*WHAT IS REQUIRED*: Report how many lines of the data contain the string "picture". Add nothing.

*THE INPUT*:
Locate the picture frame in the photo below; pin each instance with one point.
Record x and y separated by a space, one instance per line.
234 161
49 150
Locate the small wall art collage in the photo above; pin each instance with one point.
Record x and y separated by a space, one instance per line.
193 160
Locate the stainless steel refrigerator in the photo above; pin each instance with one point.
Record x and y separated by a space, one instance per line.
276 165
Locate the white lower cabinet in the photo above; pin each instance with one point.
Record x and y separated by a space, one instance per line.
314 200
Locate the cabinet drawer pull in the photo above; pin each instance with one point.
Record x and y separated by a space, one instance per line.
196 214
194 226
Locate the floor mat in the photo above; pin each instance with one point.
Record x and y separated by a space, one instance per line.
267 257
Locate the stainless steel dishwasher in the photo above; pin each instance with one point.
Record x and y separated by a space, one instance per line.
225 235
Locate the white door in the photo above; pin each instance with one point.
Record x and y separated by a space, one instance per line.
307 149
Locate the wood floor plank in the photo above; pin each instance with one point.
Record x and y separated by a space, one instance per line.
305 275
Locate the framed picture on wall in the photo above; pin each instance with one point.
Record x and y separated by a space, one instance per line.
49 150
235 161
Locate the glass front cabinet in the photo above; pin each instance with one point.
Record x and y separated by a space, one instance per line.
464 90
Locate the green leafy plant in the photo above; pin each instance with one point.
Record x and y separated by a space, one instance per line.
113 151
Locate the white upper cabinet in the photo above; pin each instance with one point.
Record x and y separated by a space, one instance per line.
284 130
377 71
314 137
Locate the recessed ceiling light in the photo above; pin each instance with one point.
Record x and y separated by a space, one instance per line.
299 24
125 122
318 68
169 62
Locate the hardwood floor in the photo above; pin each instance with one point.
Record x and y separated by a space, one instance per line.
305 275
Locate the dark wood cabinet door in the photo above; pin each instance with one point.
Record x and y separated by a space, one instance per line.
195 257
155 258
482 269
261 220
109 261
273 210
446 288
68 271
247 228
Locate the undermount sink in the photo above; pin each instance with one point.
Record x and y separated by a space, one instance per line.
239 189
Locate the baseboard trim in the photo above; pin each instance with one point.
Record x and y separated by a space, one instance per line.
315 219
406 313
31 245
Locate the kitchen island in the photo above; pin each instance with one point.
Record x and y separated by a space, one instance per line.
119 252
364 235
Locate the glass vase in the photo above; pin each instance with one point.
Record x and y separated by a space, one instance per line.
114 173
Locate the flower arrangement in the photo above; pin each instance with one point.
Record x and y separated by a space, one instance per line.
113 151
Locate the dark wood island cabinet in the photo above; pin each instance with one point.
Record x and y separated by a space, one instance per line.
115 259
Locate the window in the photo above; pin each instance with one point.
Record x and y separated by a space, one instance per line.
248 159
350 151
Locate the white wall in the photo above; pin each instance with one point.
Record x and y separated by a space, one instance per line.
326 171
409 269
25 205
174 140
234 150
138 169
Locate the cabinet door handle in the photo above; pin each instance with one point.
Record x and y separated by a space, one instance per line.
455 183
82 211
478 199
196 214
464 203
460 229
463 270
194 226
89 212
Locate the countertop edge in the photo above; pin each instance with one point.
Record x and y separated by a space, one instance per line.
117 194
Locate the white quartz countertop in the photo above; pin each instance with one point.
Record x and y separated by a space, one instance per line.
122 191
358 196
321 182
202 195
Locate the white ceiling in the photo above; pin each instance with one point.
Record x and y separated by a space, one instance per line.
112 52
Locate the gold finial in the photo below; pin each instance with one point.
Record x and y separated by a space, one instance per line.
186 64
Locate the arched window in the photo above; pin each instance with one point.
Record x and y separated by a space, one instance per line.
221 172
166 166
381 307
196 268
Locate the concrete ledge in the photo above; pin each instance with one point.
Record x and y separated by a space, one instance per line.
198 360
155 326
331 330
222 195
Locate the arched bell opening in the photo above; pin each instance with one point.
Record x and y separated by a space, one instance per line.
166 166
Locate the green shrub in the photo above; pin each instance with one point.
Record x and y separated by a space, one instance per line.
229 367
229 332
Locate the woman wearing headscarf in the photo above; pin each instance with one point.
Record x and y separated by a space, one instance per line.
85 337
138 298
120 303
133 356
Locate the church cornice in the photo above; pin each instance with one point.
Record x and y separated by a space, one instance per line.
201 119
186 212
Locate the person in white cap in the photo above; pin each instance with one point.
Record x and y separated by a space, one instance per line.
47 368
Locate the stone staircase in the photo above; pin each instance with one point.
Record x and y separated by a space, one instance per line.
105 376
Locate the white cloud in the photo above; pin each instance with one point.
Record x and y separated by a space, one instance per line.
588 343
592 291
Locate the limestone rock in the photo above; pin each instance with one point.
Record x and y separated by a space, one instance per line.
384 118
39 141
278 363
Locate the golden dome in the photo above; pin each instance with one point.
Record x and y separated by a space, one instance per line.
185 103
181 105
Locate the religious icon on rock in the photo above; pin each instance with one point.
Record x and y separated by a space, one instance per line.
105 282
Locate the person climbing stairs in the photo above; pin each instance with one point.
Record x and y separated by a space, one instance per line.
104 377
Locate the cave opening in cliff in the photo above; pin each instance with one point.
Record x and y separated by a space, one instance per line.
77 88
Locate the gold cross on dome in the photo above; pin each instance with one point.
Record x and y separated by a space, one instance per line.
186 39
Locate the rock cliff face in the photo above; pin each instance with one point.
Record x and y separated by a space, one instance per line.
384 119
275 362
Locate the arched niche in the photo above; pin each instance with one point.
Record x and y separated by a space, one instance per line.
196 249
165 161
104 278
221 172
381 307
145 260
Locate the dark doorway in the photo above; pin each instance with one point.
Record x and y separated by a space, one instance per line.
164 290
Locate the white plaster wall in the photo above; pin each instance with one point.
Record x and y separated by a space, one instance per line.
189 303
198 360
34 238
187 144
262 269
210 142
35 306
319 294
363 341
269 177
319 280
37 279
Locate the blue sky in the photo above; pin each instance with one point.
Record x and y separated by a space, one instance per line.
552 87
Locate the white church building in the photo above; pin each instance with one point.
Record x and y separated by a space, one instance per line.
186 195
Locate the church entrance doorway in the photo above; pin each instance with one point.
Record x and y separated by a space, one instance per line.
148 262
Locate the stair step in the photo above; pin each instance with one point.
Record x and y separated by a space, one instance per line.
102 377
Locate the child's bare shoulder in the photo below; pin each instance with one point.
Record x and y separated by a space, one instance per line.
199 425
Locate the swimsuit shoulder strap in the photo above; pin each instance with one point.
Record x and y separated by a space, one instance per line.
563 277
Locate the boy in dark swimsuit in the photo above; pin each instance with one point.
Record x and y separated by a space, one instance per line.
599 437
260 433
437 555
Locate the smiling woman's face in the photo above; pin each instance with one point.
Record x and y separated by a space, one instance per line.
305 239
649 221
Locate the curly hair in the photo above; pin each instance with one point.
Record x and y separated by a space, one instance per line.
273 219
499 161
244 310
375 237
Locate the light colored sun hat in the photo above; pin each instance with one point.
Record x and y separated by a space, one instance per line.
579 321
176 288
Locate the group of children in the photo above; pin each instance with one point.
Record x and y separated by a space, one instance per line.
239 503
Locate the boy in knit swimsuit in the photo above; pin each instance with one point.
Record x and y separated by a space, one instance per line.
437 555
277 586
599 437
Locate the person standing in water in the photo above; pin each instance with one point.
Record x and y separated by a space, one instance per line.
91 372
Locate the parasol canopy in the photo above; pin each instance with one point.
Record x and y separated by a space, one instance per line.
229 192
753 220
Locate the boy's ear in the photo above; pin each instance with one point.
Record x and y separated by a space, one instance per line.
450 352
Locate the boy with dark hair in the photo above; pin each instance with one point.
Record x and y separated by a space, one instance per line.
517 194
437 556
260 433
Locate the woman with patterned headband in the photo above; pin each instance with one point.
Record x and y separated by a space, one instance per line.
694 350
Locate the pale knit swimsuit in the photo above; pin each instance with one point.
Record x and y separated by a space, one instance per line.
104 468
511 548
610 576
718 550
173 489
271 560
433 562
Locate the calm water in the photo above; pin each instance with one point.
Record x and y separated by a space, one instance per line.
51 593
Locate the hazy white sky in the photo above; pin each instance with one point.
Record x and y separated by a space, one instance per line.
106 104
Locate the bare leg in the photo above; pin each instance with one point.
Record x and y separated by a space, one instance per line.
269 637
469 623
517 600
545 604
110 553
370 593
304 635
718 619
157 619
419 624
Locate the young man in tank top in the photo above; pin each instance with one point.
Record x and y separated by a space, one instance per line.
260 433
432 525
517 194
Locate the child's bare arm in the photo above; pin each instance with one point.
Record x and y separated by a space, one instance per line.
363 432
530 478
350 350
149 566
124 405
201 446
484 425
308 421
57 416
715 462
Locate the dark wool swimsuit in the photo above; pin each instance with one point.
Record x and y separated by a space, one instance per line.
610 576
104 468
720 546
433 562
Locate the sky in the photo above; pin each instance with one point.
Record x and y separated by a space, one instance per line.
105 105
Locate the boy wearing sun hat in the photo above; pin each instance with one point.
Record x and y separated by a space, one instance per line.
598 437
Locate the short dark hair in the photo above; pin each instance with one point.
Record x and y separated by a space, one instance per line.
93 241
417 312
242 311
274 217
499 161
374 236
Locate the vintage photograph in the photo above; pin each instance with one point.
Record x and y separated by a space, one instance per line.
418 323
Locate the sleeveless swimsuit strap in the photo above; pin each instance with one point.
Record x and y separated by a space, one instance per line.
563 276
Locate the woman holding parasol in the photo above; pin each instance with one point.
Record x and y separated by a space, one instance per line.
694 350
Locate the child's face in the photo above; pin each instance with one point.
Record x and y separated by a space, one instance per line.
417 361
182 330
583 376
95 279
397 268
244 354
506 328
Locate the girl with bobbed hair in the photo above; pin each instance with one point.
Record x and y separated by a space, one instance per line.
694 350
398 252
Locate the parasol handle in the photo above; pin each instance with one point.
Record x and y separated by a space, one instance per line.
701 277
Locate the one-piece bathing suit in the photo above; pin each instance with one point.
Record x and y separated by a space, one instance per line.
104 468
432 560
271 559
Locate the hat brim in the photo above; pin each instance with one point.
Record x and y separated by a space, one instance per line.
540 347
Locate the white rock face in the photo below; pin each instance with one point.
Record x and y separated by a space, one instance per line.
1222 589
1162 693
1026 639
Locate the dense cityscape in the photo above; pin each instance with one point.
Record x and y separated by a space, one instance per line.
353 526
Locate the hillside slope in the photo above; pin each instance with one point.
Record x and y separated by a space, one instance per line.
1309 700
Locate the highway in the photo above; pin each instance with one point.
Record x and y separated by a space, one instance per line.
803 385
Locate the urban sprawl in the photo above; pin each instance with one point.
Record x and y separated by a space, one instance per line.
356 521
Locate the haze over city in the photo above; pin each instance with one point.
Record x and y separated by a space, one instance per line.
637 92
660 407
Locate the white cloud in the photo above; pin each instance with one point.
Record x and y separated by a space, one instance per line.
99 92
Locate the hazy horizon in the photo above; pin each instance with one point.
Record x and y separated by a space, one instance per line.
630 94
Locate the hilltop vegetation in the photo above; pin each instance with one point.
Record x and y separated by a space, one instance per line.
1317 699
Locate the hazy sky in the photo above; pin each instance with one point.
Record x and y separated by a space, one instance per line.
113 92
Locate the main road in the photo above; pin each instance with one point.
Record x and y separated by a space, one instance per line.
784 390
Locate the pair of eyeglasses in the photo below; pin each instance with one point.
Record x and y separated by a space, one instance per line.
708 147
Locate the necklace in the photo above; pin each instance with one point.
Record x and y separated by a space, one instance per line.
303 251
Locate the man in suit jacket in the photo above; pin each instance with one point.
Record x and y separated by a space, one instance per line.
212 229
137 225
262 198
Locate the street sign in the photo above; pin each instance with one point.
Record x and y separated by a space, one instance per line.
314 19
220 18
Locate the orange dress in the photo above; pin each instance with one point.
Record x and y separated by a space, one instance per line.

*RESULT OF THIS EXERCISE*: 2